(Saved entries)
= = = = =
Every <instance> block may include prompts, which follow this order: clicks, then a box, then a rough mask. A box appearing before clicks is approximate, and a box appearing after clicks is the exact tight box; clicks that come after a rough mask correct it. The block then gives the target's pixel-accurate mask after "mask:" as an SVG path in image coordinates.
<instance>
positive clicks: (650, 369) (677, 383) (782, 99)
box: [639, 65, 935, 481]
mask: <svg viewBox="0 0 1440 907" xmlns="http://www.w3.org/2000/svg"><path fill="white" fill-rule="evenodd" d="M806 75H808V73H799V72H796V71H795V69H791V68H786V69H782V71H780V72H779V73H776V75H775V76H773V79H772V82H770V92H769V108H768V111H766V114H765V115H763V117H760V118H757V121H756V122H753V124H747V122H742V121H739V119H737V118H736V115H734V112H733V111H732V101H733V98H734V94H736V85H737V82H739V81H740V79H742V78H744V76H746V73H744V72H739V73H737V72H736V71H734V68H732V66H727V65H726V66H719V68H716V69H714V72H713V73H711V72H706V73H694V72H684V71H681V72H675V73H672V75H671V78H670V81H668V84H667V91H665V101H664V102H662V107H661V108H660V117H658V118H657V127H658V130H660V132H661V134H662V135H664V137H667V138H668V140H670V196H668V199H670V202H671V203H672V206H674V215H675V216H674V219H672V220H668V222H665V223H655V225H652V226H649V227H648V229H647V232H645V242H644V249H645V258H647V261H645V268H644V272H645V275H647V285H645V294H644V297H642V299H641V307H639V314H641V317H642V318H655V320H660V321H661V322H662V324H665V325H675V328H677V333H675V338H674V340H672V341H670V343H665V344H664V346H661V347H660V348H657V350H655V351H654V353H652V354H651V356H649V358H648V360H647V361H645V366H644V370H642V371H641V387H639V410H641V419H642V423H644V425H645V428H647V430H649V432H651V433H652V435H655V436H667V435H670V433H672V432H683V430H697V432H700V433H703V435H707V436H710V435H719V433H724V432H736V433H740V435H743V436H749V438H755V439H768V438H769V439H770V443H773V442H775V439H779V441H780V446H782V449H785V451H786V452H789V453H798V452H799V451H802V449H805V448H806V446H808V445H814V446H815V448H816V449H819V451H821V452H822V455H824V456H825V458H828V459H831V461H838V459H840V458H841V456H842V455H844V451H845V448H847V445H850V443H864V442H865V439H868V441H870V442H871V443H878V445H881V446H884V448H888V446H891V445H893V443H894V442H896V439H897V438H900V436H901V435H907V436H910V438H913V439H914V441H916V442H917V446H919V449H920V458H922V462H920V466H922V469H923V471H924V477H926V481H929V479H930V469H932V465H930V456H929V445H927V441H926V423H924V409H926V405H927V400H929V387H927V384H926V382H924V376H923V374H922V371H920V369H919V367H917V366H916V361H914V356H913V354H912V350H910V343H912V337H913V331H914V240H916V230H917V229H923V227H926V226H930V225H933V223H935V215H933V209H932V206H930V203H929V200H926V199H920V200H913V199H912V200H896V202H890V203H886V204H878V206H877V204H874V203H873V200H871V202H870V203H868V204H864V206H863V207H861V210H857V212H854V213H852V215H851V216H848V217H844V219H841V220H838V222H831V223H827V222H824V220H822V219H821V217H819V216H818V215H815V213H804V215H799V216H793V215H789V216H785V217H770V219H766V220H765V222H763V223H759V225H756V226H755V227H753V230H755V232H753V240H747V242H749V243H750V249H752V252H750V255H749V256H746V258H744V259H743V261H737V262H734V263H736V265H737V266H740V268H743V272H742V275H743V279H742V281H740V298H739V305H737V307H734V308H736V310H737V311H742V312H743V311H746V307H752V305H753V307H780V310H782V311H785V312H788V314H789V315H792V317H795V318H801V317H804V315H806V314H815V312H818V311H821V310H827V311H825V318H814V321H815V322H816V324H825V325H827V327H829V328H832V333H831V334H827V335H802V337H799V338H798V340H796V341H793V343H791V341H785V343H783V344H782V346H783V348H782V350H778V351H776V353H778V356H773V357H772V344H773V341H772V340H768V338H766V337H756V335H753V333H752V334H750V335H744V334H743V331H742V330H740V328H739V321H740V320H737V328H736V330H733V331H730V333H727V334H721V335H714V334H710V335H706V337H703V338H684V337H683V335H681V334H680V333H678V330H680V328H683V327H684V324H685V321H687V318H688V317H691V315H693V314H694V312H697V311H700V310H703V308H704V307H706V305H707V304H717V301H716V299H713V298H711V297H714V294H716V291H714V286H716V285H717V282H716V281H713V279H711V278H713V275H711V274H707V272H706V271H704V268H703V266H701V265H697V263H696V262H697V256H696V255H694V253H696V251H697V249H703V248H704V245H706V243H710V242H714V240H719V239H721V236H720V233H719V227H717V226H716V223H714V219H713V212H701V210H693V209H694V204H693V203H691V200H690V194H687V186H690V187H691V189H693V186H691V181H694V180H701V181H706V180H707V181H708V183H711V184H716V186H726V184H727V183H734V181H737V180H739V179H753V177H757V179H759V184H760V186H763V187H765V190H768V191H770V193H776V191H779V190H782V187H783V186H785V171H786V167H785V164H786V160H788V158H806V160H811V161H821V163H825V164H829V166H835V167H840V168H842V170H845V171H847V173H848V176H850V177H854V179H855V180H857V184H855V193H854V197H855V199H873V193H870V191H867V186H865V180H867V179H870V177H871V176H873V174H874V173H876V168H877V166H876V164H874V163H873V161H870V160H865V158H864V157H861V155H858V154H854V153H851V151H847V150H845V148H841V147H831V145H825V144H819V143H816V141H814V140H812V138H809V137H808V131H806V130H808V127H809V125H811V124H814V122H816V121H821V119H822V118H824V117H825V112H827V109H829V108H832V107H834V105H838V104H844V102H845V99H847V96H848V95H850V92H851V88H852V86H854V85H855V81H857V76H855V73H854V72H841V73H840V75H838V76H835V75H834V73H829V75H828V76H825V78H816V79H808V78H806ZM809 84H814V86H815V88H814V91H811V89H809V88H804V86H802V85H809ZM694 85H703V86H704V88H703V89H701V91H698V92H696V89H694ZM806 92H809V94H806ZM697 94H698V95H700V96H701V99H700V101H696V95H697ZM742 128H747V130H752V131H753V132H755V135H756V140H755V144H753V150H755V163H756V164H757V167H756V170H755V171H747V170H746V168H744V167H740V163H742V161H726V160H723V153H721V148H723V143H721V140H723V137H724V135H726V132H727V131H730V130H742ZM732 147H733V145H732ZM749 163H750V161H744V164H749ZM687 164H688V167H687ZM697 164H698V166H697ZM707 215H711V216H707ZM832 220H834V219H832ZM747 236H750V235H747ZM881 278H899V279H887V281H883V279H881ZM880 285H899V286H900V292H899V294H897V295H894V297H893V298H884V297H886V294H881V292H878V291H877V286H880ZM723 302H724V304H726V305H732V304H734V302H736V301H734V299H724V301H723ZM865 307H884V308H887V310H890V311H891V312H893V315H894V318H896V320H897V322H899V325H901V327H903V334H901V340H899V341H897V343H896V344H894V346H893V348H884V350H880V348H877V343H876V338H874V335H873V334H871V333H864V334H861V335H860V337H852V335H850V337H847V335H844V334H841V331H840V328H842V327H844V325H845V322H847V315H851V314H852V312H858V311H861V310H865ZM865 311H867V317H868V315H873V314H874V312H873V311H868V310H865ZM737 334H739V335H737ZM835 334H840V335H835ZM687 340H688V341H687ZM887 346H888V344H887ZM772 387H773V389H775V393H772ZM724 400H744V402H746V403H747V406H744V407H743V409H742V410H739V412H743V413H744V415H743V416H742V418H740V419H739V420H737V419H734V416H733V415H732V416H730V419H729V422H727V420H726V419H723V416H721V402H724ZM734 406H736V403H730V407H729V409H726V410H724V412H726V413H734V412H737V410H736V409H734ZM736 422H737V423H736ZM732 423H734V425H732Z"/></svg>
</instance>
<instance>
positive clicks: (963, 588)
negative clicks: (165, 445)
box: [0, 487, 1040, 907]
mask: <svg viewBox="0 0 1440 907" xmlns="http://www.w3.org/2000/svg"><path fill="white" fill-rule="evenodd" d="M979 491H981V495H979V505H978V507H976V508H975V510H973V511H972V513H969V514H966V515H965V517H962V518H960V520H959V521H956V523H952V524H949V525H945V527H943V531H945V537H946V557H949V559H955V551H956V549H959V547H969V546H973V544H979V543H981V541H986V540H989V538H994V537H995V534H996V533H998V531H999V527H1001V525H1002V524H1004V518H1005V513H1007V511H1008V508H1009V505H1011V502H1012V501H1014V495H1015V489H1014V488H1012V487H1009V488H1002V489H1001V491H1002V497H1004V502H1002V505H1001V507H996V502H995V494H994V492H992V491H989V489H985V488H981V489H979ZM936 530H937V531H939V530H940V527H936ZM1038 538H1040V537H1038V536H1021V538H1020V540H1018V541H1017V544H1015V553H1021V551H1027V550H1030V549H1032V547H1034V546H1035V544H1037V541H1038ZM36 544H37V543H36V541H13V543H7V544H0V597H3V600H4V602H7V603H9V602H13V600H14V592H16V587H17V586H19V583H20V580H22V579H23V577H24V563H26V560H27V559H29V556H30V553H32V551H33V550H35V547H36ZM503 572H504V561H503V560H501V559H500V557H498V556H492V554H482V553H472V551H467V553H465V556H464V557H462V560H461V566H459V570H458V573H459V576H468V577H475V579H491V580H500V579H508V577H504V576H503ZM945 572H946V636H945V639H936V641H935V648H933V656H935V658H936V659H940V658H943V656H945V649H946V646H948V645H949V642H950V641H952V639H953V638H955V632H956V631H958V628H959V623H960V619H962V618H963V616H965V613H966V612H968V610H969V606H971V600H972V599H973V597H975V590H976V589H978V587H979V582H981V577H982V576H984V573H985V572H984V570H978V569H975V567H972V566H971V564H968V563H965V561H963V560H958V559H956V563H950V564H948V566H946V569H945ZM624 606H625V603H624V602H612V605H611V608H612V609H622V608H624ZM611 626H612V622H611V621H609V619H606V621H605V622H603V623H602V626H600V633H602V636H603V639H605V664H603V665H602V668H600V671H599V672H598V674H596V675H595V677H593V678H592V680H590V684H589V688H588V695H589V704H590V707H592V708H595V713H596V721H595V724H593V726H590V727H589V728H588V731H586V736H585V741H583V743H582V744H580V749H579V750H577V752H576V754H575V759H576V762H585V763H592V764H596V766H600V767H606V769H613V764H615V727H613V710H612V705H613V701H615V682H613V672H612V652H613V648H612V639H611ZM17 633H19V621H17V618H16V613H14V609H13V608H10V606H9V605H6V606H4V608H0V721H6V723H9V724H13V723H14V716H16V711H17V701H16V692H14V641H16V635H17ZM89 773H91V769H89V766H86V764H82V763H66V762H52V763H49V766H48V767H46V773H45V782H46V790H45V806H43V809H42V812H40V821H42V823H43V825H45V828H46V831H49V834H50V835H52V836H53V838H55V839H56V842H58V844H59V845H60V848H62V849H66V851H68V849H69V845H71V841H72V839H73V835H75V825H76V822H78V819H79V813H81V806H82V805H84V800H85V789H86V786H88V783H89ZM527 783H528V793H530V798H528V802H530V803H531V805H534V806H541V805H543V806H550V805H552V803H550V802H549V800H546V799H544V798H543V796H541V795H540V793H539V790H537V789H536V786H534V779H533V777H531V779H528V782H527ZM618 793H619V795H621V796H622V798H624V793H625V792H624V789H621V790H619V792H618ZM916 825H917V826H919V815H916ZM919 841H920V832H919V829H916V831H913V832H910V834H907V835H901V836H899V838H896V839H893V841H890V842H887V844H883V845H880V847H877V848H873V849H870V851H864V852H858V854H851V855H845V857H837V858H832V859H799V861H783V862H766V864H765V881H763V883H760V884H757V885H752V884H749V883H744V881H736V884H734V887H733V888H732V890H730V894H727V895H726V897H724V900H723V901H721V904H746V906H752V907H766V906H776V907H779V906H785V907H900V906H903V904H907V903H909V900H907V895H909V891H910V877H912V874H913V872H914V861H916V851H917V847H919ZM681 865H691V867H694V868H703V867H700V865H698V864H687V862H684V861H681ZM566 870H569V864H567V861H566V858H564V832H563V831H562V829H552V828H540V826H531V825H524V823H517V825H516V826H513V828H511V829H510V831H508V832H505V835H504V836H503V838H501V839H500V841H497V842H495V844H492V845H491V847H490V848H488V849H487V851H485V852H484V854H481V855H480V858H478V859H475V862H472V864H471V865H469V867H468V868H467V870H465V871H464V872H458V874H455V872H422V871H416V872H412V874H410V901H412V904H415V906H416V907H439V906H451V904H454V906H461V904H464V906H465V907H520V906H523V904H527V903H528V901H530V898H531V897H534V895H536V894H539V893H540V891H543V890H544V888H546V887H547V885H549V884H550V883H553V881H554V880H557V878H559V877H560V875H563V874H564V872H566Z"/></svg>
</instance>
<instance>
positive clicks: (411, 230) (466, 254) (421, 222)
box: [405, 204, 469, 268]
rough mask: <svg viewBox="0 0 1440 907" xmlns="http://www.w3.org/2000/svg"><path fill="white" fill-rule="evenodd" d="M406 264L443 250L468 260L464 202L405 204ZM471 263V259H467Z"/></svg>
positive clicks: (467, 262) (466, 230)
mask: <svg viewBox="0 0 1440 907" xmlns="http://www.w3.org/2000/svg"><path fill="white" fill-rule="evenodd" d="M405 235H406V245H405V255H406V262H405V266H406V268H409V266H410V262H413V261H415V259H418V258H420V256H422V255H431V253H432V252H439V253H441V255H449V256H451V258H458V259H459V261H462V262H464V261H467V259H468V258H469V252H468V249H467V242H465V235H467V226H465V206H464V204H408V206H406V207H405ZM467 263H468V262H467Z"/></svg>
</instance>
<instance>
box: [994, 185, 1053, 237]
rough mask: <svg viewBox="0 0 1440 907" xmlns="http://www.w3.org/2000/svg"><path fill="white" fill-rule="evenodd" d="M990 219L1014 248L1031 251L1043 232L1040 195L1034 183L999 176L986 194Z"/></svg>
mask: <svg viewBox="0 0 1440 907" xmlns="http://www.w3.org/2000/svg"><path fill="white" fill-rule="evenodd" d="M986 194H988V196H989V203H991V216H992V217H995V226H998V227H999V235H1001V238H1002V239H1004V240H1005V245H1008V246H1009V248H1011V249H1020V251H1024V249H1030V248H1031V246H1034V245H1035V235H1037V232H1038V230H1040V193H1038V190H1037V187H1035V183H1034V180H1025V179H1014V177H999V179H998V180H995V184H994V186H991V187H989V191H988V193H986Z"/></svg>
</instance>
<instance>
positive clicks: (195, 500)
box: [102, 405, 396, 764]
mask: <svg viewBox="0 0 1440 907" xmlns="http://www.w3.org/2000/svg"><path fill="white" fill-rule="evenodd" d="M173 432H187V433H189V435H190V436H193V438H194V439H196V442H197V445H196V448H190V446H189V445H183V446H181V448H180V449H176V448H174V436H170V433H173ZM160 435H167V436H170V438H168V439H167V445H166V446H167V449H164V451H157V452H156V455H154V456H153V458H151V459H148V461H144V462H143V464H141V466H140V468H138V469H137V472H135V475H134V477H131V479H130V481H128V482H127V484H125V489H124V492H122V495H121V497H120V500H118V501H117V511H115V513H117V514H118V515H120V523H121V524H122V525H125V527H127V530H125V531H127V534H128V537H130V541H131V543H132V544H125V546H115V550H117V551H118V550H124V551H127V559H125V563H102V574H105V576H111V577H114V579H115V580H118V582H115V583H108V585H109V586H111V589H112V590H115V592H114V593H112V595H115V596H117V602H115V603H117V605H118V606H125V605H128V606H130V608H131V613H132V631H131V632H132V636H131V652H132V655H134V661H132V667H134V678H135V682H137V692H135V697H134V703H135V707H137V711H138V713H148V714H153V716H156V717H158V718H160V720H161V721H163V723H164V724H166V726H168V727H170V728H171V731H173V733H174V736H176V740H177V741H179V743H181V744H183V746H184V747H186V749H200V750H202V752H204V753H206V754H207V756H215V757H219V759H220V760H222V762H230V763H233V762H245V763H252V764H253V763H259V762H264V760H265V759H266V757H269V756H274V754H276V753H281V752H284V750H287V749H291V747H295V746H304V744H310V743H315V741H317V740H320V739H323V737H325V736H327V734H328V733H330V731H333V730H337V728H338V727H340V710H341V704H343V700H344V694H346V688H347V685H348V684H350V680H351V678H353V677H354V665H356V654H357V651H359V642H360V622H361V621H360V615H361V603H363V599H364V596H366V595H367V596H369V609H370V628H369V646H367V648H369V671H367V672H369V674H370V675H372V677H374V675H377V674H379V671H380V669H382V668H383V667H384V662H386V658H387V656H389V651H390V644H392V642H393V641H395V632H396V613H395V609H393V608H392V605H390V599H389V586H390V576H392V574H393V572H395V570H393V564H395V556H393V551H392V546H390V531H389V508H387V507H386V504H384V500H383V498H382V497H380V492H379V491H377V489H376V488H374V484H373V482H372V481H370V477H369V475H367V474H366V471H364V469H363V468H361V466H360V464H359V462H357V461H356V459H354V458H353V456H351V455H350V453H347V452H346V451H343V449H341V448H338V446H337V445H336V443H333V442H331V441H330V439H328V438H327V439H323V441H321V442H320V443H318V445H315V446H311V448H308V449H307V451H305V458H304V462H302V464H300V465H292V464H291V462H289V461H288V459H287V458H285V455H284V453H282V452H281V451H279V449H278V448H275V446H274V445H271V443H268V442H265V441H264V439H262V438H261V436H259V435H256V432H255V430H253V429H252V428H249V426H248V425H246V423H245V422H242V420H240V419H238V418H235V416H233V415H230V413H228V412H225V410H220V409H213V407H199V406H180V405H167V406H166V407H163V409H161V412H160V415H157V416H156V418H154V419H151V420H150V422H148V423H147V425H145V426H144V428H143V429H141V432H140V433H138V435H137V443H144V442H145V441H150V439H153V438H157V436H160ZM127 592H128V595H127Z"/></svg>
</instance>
= = = = =
> [Task requirements]
Recast the part of the records running from the very beginning through the line containing "box: [639, 65, 935, 481]", both ends included, as a numbered list with any blank lines omitted.

> [Exercise response]
1. Every <instance> block may include prompts, which follow this order: clicks, then a box, then a rough mask. A box appearing before clicks is approximate, and a box appearing after clicks is the exact tight box; clicks that come after a rough mask correct it. The block then gives the target's pixel-accurate mask after "mask:" as an SVG path in image coordinates.
2. <instance>
3. positive clicks: (650, 369) (677, 383) (782, 99)
4. box: [639, 65, 935, 481]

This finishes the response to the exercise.